*WHAT YOU ARE ASKED TO DO*: Render the listing below as a Markdown table with the columns "No." and "Line", giving each line of the listing its own numbered row. Skip blank lines and leave the pictures out.

— Begin —

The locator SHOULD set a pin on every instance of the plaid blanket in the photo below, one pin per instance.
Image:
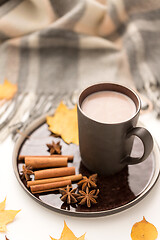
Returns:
(53, 49)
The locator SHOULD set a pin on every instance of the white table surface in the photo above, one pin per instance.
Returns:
(36, 222)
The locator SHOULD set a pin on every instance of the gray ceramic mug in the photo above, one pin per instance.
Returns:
(106, 148)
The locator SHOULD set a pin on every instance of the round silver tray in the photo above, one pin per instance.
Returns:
(153, 163)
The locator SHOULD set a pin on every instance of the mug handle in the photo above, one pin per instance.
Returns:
(147, 141)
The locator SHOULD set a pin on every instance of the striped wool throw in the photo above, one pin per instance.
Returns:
(54, 48)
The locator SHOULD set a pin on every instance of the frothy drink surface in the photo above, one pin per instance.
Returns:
(108, 107)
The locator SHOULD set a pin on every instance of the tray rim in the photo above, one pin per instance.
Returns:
(35, 124)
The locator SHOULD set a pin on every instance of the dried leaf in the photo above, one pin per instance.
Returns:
(6, 216)
(144, 230)
(67, 234)
(64, 123)
(7, 90)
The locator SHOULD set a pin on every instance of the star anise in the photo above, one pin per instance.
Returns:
(88, 198)
(27, 171)
(54, 148)
(68, 195)
(88, 182)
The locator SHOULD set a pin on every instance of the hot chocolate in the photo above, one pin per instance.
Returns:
(108, 107)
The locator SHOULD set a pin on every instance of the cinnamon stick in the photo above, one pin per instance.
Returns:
(70, 157)
(54, 172)
(73, 178)
(48, 186)
(45, 162)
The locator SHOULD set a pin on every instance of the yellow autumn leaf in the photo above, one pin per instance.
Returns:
(144, 230)
(6, 216)
(64, 123)
(7, 90)
(67, 234)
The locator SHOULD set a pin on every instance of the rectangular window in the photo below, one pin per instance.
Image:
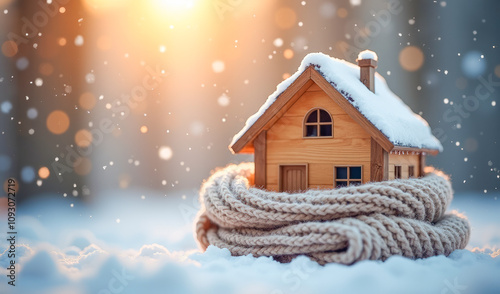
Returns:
(347, 176)
(397, 171)
(411, 171)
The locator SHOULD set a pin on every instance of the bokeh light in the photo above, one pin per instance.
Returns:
(342, 12)
(6, 185)
(58, 122)
(61, 41)
(165, 152)
(411, 58)
(28, 174)
(43, 172)
(6, 106)
(32, 113)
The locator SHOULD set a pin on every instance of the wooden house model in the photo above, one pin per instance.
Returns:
(334, 124)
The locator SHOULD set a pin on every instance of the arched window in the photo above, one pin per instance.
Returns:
(318, 123)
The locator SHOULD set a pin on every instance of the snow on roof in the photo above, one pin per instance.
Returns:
(383, 109)
(367, 54)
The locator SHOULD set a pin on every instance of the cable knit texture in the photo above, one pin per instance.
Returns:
(344, 225)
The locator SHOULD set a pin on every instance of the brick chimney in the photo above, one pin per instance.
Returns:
(367, 62)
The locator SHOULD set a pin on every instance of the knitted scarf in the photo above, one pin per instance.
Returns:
(343, 225)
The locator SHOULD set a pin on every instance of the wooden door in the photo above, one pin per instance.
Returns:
(293, 178)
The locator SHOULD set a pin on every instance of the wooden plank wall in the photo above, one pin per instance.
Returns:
(405, 161)
(350, 144)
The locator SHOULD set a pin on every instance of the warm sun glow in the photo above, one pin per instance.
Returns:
(174, 4)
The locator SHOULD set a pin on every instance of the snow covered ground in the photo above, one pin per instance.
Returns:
(134, 244)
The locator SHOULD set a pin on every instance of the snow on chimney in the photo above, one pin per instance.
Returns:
(367, 62)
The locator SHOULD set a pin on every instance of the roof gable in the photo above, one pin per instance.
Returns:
(382, 114)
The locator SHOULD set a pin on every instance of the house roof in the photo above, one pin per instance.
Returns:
(383, 114)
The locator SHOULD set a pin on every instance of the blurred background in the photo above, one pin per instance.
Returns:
(100, 95)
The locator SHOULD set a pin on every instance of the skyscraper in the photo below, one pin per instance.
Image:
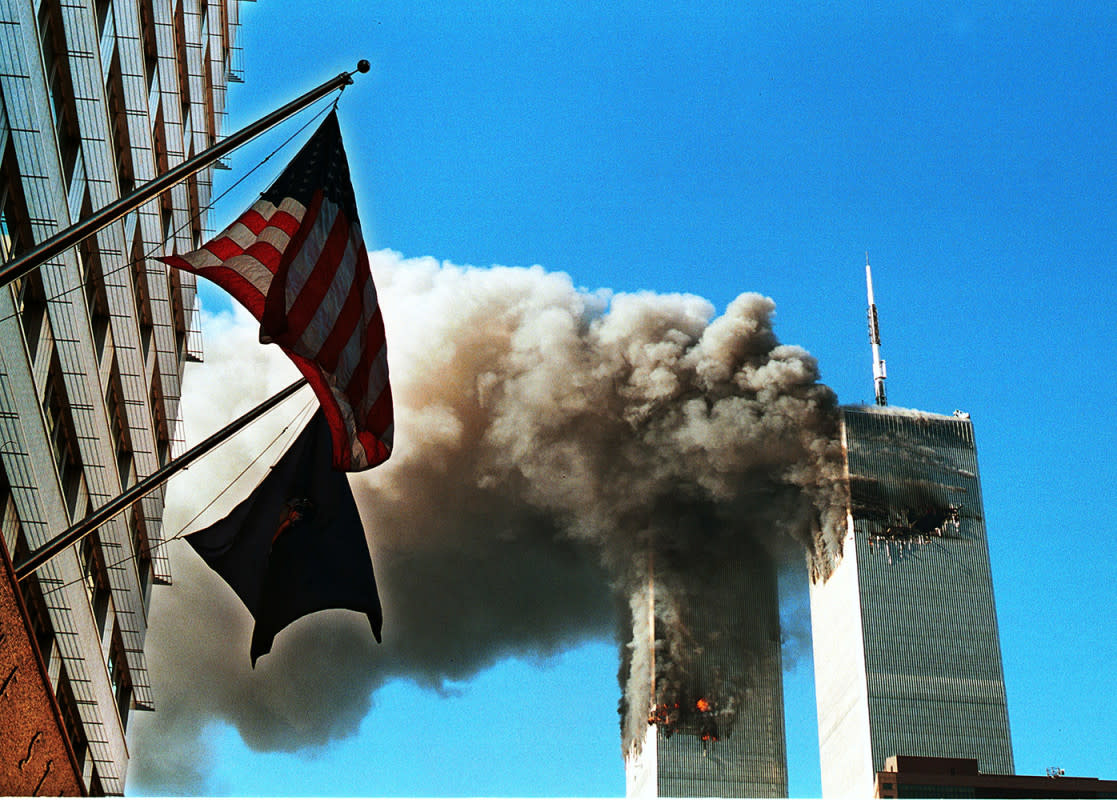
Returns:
(97, 98)
(715, 727)
(907, 656)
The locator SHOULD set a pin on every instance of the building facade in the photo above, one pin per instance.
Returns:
(912, 777)
(907, 656)
(716, 725)
(97, 97)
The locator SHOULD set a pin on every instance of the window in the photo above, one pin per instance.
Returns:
(142, 294)
(36, 606)
(67, 704)
(31, 305)
(141, 549)
(15, 229)
(93, 574)
(118, 127)
(120, 678)
(60, 434)
(118, 429)
(59, 87)
(150, 48)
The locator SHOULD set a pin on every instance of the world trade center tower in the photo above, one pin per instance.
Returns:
(907, 655)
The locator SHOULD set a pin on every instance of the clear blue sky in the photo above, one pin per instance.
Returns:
(721, 148)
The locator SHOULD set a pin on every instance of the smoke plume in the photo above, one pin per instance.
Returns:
(551, 443)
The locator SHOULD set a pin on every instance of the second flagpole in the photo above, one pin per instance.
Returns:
(64, 239)
(76, 532)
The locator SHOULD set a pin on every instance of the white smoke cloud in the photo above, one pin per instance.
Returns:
(546, 437)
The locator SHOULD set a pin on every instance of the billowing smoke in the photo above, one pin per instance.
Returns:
(551, 444)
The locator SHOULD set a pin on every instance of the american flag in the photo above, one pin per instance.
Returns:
(297, 262)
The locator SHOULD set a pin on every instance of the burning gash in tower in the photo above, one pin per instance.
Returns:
(703, 705)
(906, 647)
(706, 653)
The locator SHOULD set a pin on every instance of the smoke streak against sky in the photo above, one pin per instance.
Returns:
(545, 438)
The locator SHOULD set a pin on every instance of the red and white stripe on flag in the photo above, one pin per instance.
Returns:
(303, 272)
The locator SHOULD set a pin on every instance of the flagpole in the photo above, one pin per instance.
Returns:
(76, 532)
(64, 239)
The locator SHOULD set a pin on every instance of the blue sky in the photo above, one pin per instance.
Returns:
(709, 149)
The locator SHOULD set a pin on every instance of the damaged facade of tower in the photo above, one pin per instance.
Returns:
(907, 656)
(705, 691)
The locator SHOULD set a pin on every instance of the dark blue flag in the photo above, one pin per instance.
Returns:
(296, 544)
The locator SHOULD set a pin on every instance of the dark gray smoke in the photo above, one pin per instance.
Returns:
(547, 440)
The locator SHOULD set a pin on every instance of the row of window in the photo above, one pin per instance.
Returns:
(96, 586)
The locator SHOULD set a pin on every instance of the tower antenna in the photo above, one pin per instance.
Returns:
(878, 363)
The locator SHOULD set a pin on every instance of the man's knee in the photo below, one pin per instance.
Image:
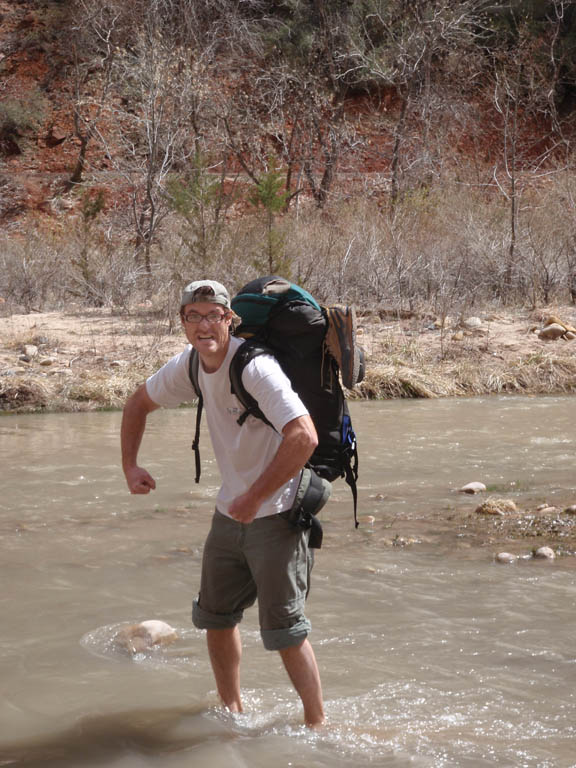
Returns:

— End —

*THE RESPONSE*:
| No. | Line |
|---|---|
| 1 | The locator SHOULD set a pin on every instance of the plaid blanket in the photo below, one pin per instance. |
| 2 | Image: |
| 3 | Returns: |
| 4 | (53, 49) |
| 5 | The locator SHOULD set a pin on every instance of the white table surface in the photo above, one pin per instance. |
| 6 | Returns: |
| 7 | (36, 222) |
| 8 | The locator SHOULD set a pin on every instance of the gray ceramic mug in the photo above, one pin per instance. |
| 9 | Returns: |
| 10 | (106, 148) |
| 11 | The locator SHOULD set a pin on every instance of the round silver tray in the photo above, one pin per instance. |
| 12 | Returns: |
| 13 | (153, 163) |
| 14 | The locator SHOULD set a pin on every instance of the mug handle in the photo above, one pin per instance. |
| 15 | Returns: |
| 16 | (147, 141) |
| 17 | The locator SHOULD set a pin on every instance of the striped wool throw in the photo above, one pin per instance. |
| 18 | Returns: |
| 19 | (54, 48) |
| 20 | The locator SHOULD set a pin on every instance of the frothy drink surface in the photo above, one pin per instance. |
| 21 | Returns: |
| 22 | (108, 107) |
| 23 | The locator SHOULD set a pin on every instance of the tray rim in the photo above, one pin per instance. |
| 24 | Returns: |
| 25 | (35, 124) |
| 26 | The locator SHOULD set a pin on every instance of the dried leaf in the photo above, one pin per instance. |
| 27 | Returns: |
| 28 | (6, 216) |
| 29 | (144, 230) |
| 30 | (67, 234) |
| 31 | (64, 123) |
| 32 | (7, 90) |
| 33 | The locator SHOULD set a pin on every instance of the star anise in the photo above, one pin per instance. |
| 34 | Returns: |
| 35 | (88, 198) |
| 36 | (27, 171) |
| 37 | (54, 148) |
| 38 | (68, 195) |
| 39 | (88, 182) |
| 40 | The locator SHOULD set a pin on every instance of the hot chocolate in the photo above, one pin per instance. |
| 41 | Returns: |
| 42 | (108, 107) |
| 43 | The locator SHOULD set a pin on every instance of the cinnamon stick in the photo above, one pin per instance. |
| 44 | Returns: |
| 45 | (70, 157) |
| 46 | (54, 172) |
| 47 | (73, 178) |
| 48 | (48, 186) |
| 49 | (45, 162) |
| 50 | The locator SHOULD set a pin on every instance of the yellow autumn leaf in the photo above, one pin per instance. |
| 51 | Returns: |
| 52 | (144, 230) |
| 53 | (6, 216) |
| 54 | (64, 123) |
| 55 | (7, 90) |
| 56 | (67, 234) |
| 57 | The locator SHOULD set a pin on every instance of the rectangular window in the photo below, one pin per instance. |
| 58 | Image: |
| 59 | Returns: |
| 60 | (347, 176) |
| 61 | (397, 171) |
| 62 | (411, 171) |
| 63 | The locator SHOULD set a pin on every instance of the bokeh light in the photo above, one pin per instance. |
| 64 | Returns: |
| 65 | (342, 12) |
| 66 | (6, 185) |
| 67 | (58, 122) |
| 68 | (61, 41) |
| 69 | (165, 152) |
| 70 | (411, 58) |
| 71 | (28, 174) |
| 72 | (43, 172) |
| 73 | (6, 106) |
| 74 | (32, 113) |
| 75 | The locator SHOULD set a pin on every instance of the wooden house model in the photo above, one pin per instance. |
| 76 | Returns: |
| 77 | (334, 124) |
| 78 | The locator SHOULD set a pin on every instance of the arched window in the photo above, one pin per instance. |
| 79 | Returns: |
| 80 | (318, 123) |
| 81 | The locator SHOULD set a pin on every instance of the snow on roof in the photo above, one pin per instance. |
| 82 | Returns: |
| 83 | (383, 109) |
| 84 | (367, 54) |
| 85 | The locator SHOULD set a pin on every instance of the cable knit texture in the photo above, one pin per instance. |
| 86 | Returns: |
| 87 | (344, 225) |
| 88 | The locator SHOULD set a pin on every instance of the brick chimney in the photo above, one pin per instance. |
| 89 | Returns: |
| 90 | (367, 62) |
| 91 | The locator SHOULD set a pin on every instance of the knitted scarf in the photo above, one pin per instance. |
| 92 | Returns: |
| 93 | (343, 225) |
| 94 | The locator SHOULD set a pin on every instance of the wooden door in the photo above, one pin per instance. |
| 95 | Returns: |
| 96 | (293, 178) |
| 97 | The locator SHOULD set a pin on every instance of the wooden plank wall in the photo above, one pin per instance. |
| 98 | Returns: |
| 99 | (405, 161) |
| 100 | (350, 144) |
| 101 | The locator SHOULD set a pin on every instance of the warm sun glow in the photo above, one pin per instance. |
| 102 | Returns: |
| 103 | (174, 4) |
| 104 | The locator SHOULD set a pin on every instance of the snow covered ground in the photo above, one pin per instance. |
| 105 | Returns: |
| 106 | (134, 244) |
| 107 | The locator SHOULD set a pin on every instance of the snow on chimney in the photo above, one pin per instance. |
| 108 | Returns: |
| 109 | (367, 62) |
| 110 | The locator SHOULD set a pin on every instance of the roof gable in the photo above, one pin per instance. |
| 111 | Returns: |
| 112 | (382, 114) |
| 113 | The locator SHOULD set a pin on every instance of the house roof in the photo above, one pin per instance. |
| 114 | Returns: |
| 115 | (383, 114) |
| 116 | The locator SHOULD set a pin on every instance of the blurred background in the photo above, one pin per instance. |
| 117 | Returns: |
| 118 | (100, 95) |
| 119 | The locator SHOULD set a pin on every instance of the skyscraper in the photo below, one pin per instance. |
| 120 | Image: |
| 121 | Returns: |
| 122 | (97, 98) |
| 123 | (715, 727) |
| 124 | (907, 656) |
| 125 | The locator SHOULD set a pin on every instance of the building facade in the photo above, one pin per instance. |
| 126 | Returns: |
| 127 | (912, 777) |
| 128 | (907, 656) |
| 129 | (716, 725) |
| 130 | (97, 97) |
| 131 | The locator SHOULD set a pin on every instance of the window in the photo above, one pin per instance. |
| 132 | Returns: |
| 133 | (142, 294) |
| 134 | (36, 606) |
| 135 | (67, 704) |
| 136 | (31, 305) |
| 137 | (141, 549) |
| 138 | (15, 229) |
| 139 | (93, 574) |
| 140 | (118, 127) |
| 141 | (120, 678) |
| 142 | (60, 434) |
| 143 | (118, 429) |
| 144 | (59, 87) |
| 145 | (150, 48) |
| 146 | The locator SHOULD set a pin on every instance of the world trade center tower in the photo above, one pin per instance. |
| 147 | Returns: |
| 148 | (907, 655) |
| 149 | The locator SHOULD set a pin on every instance of the clear blue sky in the photo above, one pin per instance. |
| 150 | Returns: |
| 151 | (721, 148) |
| 152 | The locator SHOULD set a pin on every instance of the smoke plume in the photo above, one pin per instance. |
| 153 | Returns: |
| 154 | (551, 443) |
| 155 | The locator SHOULD set a pin on every instance of the second flagpole in the photo above, one pin per instance. |
| 156 | Returns: |
| 157 | (64, 239) |
| 158 | (76, 532) |
| 159 | The locator SHOULD set a pin on every instance of the white smoke cloud in the photo above, one pin per instance. |
| 160 | Returns: |
| 161 | (546, 437) |
| 162 | The locator SHOULD set a pin on every instance of the billowing smoke in the photo above, one pin per instance. |
| 163 | Returns: |
| 164 | (551, 444) |
| 165 | The locator SHOULD set a pin on every instance of the american flag in the photo above, one pin per instance. |
| 166 | Returns: |
| 167 | (297, 262) |
| 168 | The locator SHOULD set a pin on every instance of the burning gash in tower in the photo above, one pin per instance. |
| 169 | Returns: |
| 170 | (703, 705) |
| 171 | (906, 647) |
| 172 | (706, 653) |
| 173 | The locator SHOULD set a pin on every instance of the smoke streak against sky in the photo above, one pin per instance. |
| 174 | Returns: |
| 175 | (545, 438) |
| 176 | The locator SHOULD set a pin on every instance of the red and white stripe on flag in the photo above, one pin per instance. |
| 177 | Returns: |
| 178 | (303, 272) |
| 179 | The locator SHOULD set a pin on every instance of the flagpole in the photo above, one pin per instance. |
| 180 | Returns: |
| 181 | (76, 532) |
| 182 | (64, 239) |
| 183 | The locator SHOULD set a pin on every instance of the blue sky in the photo above, one pin per instance. |
| 184 | Returns: |
| 185 | (709, 149) |
| 186 | The locator SHOULD set a pin on every instance of the damaged facade of tower in the photo above, one pin per instance. |
| 187 | Returns: |
| 188 | (907, 656) |
| 189 | (705, 691) |
| 190 | The locator SHOULD set a pin on every instance of the dark blue flag in the photo above, one pin per instance. |
| 191 | Returns: |
| 192 | (296, 544) |
| 193 | The locator SHOULD set a pin on every instance of the dark gray smoke in the photo above, one pin per instance. |
| 194 | Returns: |
| 195 | (547, 440) |
| 196 | The locator SHOULD set a pin on every instance of the row of window in the photo above, one pin per instance. |
| 197 | Returns: |
| 198 | (96, 586) |
| 199 | The locator SHOULD set a pin on every instance of the tower antenna in the photo above, one pin per instance. |
| 200 | Returns: |
| 201 | (878, 363) |
| 202 | The locator SHOULD set a pin on every instance of the man's knee in the photo below, one pin per instance. |
| 203 | Image: |
| 204 | Returns: |